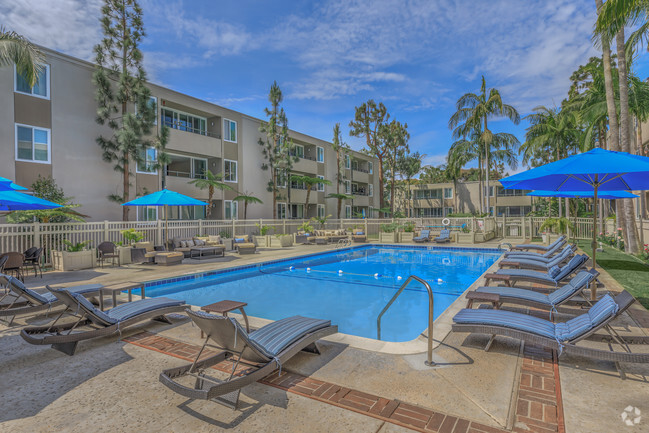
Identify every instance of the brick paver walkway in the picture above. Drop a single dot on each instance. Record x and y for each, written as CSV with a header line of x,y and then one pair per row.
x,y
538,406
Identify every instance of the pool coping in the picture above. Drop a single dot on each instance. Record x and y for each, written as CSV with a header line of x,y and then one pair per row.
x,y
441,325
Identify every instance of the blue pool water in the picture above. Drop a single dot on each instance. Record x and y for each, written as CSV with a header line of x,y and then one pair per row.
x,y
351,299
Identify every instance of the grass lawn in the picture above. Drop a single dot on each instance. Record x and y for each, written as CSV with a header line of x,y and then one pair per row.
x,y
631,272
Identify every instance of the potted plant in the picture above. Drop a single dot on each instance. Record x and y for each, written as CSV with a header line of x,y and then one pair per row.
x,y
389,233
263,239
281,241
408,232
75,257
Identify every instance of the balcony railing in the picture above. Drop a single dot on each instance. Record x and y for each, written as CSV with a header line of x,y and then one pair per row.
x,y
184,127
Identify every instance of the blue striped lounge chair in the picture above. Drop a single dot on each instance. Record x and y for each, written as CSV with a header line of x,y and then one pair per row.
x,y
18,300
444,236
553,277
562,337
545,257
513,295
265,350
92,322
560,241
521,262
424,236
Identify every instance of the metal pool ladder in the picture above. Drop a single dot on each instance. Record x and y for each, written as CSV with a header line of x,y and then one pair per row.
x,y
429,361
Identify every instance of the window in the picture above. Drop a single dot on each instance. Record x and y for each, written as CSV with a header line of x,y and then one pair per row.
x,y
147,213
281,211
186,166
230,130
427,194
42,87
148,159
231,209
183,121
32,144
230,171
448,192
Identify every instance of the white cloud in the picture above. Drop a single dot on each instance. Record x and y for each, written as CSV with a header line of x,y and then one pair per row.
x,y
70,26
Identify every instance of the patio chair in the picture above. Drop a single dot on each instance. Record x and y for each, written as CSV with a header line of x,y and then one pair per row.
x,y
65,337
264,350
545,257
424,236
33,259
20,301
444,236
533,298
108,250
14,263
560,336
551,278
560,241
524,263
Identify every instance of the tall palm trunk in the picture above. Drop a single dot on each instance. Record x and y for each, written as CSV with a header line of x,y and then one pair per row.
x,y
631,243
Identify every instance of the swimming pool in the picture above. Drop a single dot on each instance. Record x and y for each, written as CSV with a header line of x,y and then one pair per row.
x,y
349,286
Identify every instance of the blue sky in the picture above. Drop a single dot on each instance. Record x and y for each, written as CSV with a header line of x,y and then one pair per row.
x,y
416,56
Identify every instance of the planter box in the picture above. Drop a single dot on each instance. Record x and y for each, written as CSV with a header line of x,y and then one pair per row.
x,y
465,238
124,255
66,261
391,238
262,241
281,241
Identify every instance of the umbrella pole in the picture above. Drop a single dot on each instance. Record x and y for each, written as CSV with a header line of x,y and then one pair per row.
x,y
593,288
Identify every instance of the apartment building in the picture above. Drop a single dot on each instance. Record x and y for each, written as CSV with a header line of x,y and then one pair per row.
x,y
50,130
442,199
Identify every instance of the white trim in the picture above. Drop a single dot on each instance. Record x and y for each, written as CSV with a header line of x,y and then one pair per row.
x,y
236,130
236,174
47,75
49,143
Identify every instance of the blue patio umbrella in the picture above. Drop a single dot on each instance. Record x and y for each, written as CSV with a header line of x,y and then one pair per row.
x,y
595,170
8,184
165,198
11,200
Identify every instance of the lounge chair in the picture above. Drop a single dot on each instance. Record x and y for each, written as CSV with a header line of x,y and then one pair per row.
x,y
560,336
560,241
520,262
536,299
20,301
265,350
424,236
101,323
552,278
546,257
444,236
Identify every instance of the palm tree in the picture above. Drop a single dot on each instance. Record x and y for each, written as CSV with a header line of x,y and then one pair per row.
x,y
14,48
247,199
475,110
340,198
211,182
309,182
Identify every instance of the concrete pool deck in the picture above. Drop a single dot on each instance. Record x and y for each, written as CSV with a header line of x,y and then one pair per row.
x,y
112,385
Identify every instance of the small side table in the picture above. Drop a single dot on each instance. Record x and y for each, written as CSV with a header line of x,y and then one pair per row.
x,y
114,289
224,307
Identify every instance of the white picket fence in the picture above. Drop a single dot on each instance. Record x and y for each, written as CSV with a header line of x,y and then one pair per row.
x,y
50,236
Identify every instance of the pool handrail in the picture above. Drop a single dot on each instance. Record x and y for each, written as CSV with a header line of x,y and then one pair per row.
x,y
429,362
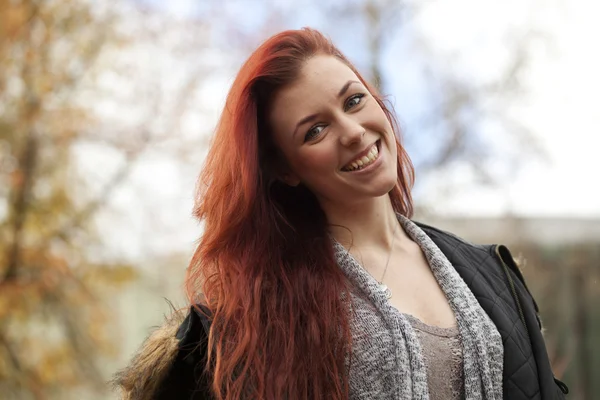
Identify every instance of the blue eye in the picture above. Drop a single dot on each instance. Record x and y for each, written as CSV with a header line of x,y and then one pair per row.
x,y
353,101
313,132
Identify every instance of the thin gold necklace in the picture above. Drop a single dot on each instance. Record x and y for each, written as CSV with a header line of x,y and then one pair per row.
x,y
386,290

-=-=-

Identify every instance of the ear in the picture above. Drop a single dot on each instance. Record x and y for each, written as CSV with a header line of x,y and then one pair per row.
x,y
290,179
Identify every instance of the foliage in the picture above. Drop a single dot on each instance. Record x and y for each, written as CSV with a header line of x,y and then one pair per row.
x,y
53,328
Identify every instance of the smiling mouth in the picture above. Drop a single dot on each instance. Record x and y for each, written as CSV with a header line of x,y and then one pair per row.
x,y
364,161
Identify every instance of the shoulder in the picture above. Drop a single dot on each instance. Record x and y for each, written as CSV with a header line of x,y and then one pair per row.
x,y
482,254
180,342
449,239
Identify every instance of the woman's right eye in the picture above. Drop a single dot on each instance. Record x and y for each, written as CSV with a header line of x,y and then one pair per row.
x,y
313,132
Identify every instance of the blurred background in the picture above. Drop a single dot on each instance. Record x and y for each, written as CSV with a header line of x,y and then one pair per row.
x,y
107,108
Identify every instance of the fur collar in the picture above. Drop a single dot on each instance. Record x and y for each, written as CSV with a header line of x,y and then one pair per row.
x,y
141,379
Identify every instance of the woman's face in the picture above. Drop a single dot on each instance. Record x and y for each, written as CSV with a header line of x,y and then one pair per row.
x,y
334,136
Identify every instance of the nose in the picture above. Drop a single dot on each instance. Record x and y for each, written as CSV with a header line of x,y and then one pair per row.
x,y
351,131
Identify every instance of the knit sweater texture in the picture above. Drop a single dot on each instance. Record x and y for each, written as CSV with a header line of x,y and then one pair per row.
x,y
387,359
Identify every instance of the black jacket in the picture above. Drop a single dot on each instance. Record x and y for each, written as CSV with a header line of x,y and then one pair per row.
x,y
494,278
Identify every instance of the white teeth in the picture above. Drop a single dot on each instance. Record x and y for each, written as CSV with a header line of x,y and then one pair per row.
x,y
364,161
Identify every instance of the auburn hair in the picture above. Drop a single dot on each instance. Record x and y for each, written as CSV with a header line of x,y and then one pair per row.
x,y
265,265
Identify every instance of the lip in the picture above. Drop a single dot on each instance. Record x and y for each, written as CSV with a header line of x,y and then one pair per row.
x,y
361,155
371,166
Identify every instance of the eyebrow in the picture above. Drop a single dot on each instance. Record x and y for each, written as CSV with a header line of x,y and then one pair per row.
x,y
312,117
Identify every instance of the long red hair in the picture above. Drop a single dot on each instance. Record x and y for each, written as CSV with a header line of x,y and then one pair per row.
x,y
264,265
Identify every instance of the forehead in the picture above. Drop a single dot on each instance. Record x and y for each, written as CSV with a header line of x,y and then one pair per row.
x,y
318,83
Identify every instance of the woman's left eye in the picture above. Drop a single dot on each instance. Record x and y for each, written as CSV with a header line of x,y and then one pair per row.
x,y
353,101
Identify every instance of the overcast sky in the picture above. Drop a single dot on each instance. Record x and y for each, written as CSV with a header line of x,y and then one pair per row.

-=-=-

● Stated goal: Please pull out every line in the entries above that contains the word "umbrella" and copy each such line in full. Case counts, so skip lines where the word appears with different capitalization.

● Output below:
Identify every instance of the umbrella pole in the picture above. Drop a single dot on each instance. Record x and y for each, written as CSV with a header line of x,y and then one pair per row.
Identify every instance of the blue patio umbrella in the picture above. Drop a single dot on each instance. Record x and y for each, written as CSV with a header line of x,y and then one pair per row.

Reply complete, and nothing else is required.